Goal of the exercise> Copy the listing below line for line, with no changes, and leave out any pictures.
BEGIN Stored rows
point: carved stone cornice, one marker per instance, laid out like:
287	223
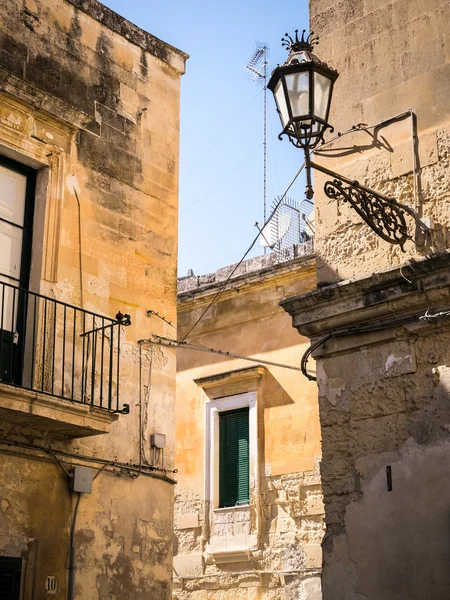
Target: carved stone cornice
409	290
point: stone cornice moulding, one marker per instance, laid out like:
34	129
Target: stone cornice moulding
399	292
231	383
132	33
247	283
19	125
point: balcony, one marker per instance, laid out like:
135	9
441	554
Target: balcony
59	364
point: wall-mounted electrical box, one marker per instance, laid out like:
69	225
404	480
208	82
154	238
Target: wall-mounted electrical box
158	440
82	480
51	585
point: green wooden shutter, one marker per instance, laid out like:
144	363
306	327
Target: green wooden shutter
234	458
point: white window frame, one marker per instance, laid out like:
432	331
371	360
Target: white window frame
212	410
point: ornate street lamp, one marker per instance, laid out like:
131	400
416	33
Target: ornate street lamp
302	88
END Stored rows
The reply>
point: carved stone cornice, one marker per instance, laid out like:
287	223
Target: carved stone cornice
409	290
point: stone cornice moulding, one marker per instance, laid out like:
34	129
Target: stone cornice moulding
399	292
231	383
132	33
247	283
19	125
point: balcony, one marker per instance, laid out like:
135	9
441	554
Target: balcony
59	364
point: wall-mounted electrical box, one marker per instance, laid out like:
69	225
404	480
208	82
154	238
Target: wall-mounted electrical box
158	440
82	480
51	585
point: green wooden shutter, one marker per instance, laid out like:
144	363
306	327
Target: green wooden shutter
234	458
point: white window frame, one marker per instance, laid out like:
432	331
371	360
Target: white window frame
212	410
point: ornate street lamp, one marker per instance, laid out like:
131	400
416	33
Target: ornate street lamp
302	88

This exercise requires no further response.